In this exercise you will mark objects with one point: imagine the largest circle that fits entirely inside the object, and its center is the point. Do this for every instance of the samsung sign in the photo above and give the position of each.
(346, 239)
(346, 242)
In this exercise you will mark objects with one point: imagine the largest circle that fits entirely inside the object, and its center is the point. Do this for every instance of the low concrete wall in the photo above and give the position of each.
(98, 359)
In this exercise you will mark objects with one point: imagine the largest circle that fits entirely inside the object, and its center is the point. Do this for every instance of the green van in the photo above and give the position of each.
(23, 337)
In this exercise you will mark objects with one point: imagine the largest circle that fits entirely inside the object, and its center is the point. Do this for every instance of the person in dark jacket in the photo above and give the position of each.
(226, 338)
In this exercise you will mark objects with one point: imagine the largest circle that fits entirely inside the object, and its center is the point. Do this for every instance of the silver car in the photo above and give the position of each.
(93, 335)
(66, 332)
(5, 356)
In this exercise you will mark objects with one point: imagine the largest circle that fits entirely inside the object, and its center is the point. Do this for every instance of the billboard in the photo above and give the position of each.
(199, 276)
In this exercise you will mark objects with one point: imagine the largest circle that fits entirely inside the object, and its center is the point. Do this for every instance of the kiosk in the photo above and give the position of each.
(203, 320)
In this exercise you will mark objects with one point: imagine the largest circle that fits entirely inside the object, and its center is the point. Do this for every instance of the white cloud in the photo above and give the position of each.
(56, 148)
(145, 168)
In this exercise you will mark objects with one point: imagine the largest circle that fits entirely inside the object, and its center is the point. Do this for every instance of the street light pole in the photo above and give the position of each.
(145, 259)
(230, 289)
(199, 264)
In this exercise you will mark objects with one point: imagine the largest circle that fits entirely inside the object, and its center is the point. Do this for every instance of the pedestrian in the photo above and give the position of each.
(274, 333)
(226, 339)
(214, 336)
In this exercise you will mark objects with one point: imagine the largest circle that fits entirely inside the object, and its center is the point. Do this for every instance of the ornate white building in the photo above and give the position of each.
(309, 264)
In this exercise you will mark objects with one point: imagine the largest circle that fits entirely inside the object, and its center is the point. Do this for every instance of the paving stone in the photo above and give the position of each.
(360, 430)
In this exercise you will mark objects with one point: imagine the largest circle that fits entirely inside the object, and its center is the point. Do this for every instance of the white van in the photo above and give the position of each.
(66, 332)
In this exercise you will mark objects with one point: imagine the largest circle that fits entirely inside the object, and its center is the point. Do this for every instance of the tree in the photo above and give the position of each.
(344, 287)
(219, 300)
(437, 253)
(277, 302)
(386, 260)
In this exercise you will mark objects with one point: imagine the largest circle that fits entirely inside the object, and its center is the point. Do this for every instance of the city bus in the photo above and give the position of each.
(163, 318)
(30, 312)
========================================
▶ **Instruction**
Please output the complete data exactly.

▶ **Answer for the task**
In this exercise you will mark objects with one point: imagine the largest circle that fits entirely inside the object, and its center is the point. Do this for every instance of the samsung sign in the photo above and give the position of each.
(346, 239)
(346, 242)
In this exercise you will mark objects with one point: imagine the largest circle that fits entirely inside the object, and its center is the point. Do this for every instance of the low concrete wall in the photo above and give the position of each.
(98, 359)
In this exercise you will mark objects with one point: imagine the largest circle that fits entirely inside the object, and its center is the point. Do this for every instance of the green van in the photo above and give the position of each.
(23, 337)
In this exercise you will mark objects with one point: imagine the largest circle that fits entirely inside the object, and its center is the point. Do this for every instance of the person in dark jacket in the photo above and give the position of each.
(226, 338)
In this exercise you will mark objects with one point: imagine the largest circle that fits entirely inside the object, and its center is the point. Do this for every instance of the silver car in the photo above and give the position of each.
(93, 335)
(66, 332)
(5, 356)
In this exercise you will mark objects with one point: imagine the largest circle that fits entirely inside the object, and its center is the point. Do this for every instance of the billboard in the photo above and give the position of each.
(199, 276)
In this exercise you will mark objects with one point: imagine the largest circle that fits entirely inside the object, and its center is the point. Do this for every instance of the kiosk in the photo above and give the position of each.
(203, 320)
In this exercise you will mark objects with one point: imagine the largest circle that fits entirely inside the object, and its center is the point. Do this for every instance of the white cloud in the photo above and give the position of each.
(56, 148)
(145, 168)
In this exercise you will mark objects with one point: imagine the largest circle that fits entirely inside the object, and its center is the point. Do this for every instance of the street light pole in the photo above and give the position of each.
(145, 259)
(230, 289)
(199, 264)
In this exercise you will mark objects with one point: imagine the largest circle that fits entirely inside the object, and its center is the point. Do this for every instance of the pedestrian in the photo above and give the position of each.
(274, 333)
(226, 339)
(214, 336)
In this exercise you will mark objects with one point: imagine the largest circle that fits entirely inside the object, and its center is the point. Do this for every instance of the ornate white building in the photo above and give the position of each.
(309, 264)
In this exercise you will mark objects with one point: imagine the largest circle that fits entirely inside the object, and its center is the point. Do this for every instance of the paving stone in the photo above and give the position of each.
(360, 430)
In this exercise you will mark objects with one point: imagine the largest circle that fits entirely inside the object, and its center is the point. Do this for every instance of the white van in the photo above and give the position of each.
(66, 332)
In this exercise you will mark objects with one point: imagine the largest circle that fits entirely inside the object, and its center is the point. Do this for every instance of the tree in the photo above and give the position of each.
(344, 287)
(219, 300)
(437, 253)
(277, 302)
(386, 260)
In this exercise you will mark objects with one point: imagine the largest circle that fits entirely inside the object, and its center is the point. Do this for every instance of the city bus in the photo above and give the position of each.
(163, 318)
(30, 312)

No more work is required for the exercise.